*LESETEXT:*
####################
Patricia Alessandrini, Leçons de ténèbres für Ensemble und Elektronik (UA). – Die drei Nornen haben sich auf wundersame Weise vermehrt und wimmern um die Wette. Das aufwendige Kompositions- und Aufführungsverfahren ist vielversprechend. Der Gehalt der Vorlage kommt aber mit den Problemen der heutigen Zeit in die Quere. Lasst den Kirchenglauben ruhen. Fürs nächste Stück möchte ich als Thema vorschlagen: It’s so fucking great to be alive.

Martin Smolka: a yell with misprints – two movements für Ensemble (UA). – Back in the kindergarten. Immerhin war am Schluss ein Buhruf zu vernehmen: gratuliere!!!

Die frivolen Leute tun gut daran, sich darüber klar zu werden, dass der Geist von Saint Pierre nur wenige Flügelschläge von Baden Baden her machen muss, um sie heimzusuchen.

Davis, Wohl, Eötvös

Samstag, 15. Oktober 2016

Soeben direkt live auf SWR 2 von den Donaueschinger Musiktagen 2016 das Calder Quartet, die geniale Sopranistin Audrey Luna und Personal aus dem IRCAM (nur sehr zurückhaltend in der Musik von Eötvös).

Nathan Davis, Echeia für Streichquartett und Elektronik (UA). – Die Idee wäre interessant, die in der römischen Antike bei Theaterbauten praktizierte Stimmverstärkung durch architektonische Zusätze heute durch besondere elektronische „Verstärkung“ zu realisieren. In dem Stück von Davis wird der elektronische Zusatz aber zum Zentralen und also zu einem blöden, letztlich unmusikalischen Spielzeug.

Daniel Wohl, radiance für Streichquartett und Elektronik (UA). – Ja, da glänzt Amerika in einer Lawine elektronischer Flageoletts wie eine Überdosis Schlagrahm auf dem Tisch. Ich ziehe dieser Musik diejenige von Steve Vai vor; auch sie ist fragwürdig, aber der Typ ist mit ihr auf eine Weise sozialpädagogisch aktiv, die Applaus verdient (und bei Zappa war er ja wirklich eine Bombe).
####################
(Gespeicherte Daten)
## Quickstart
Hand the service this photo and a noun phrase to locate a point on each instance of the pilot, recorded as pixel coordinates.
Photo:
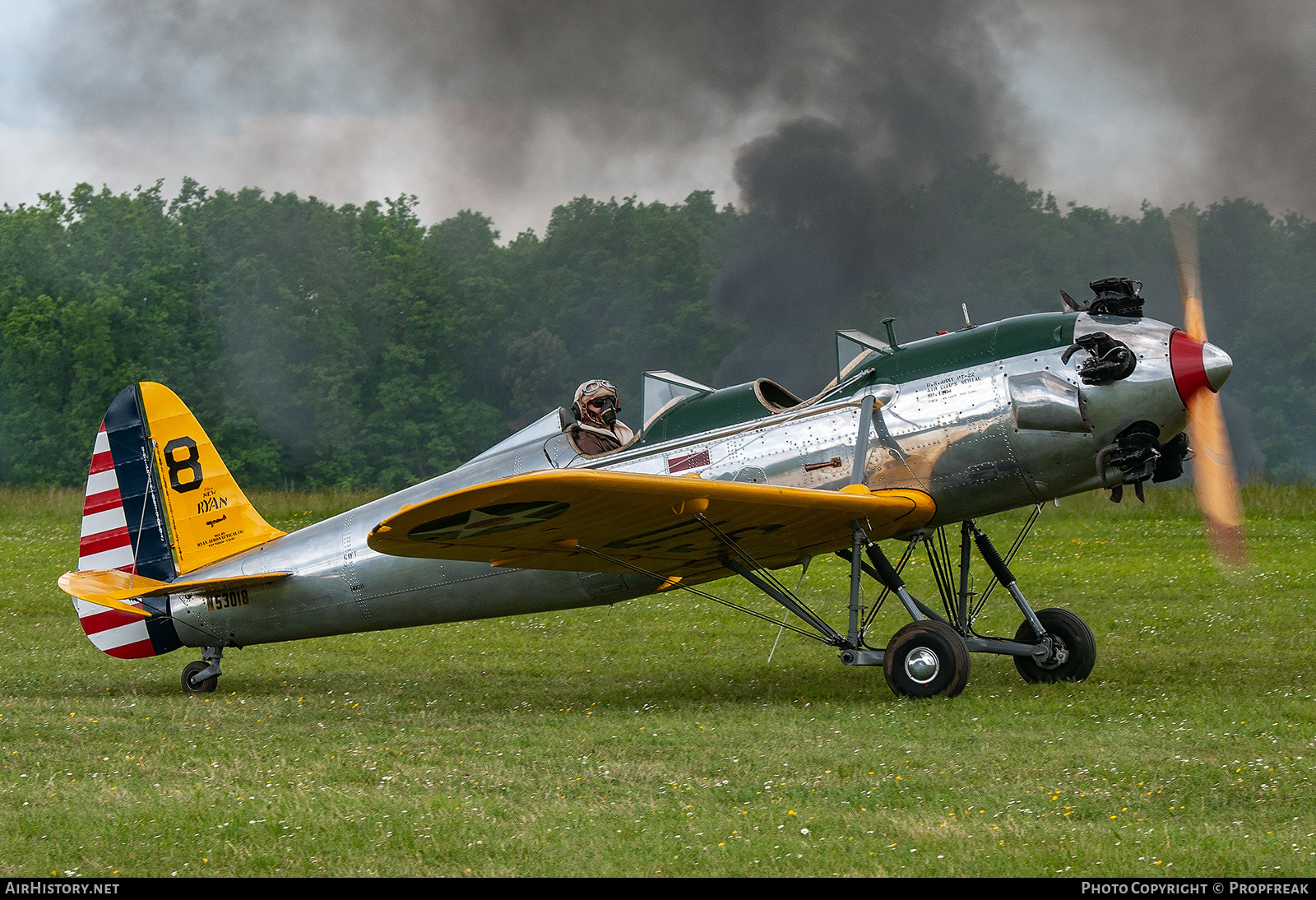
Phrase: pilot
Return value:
####################
*AUFGABEN:*
(a) Entnimm dem Lesetext wortgetreu den Abschnitt, der bei „Soeben direkt live“ beginnt und bei „letztlich unmusikalischen Spielzeug.“ endet.
(b) Schreibe die gesamte Auflistung der gespeicherten Daten Zeile für Zeile unverändert ab und lass die Bilder dabei weg.

*LÖSUNGEN JE AUFGABE:*
(a)
Soeben direkt live auf SWR 2 von den Donaueschinger Musiktagen 2016 das Calder Quartet, die geniale Sopranistin Audrey Luna und Personal aus dem IRCAM (nur sehr zurückhaltend in der Musik von Eötvös).

Nathan Davis, Echeia für Streichquartett und Elektronik (UA). – Die Idee wäre interessant, die in der römischen Antike bei Theaterbauten praktizierte Stimmverstärkung durch architektonische Zusätze heute durch besondere elektronische „Verstärkung“ zu realisieren. In dem Stück von Davis wird der elektronische Zusatz aber zum Zentralen und also zu einem blöden, letztlich unmusikalischen Spielzeug.

(b)
## Quickstart
Hand the service this photo and a noun phrase to locate a point on each instance of the pilot, recorded as pixel coordinates.
Photo:
Phrase: pilot
Return value:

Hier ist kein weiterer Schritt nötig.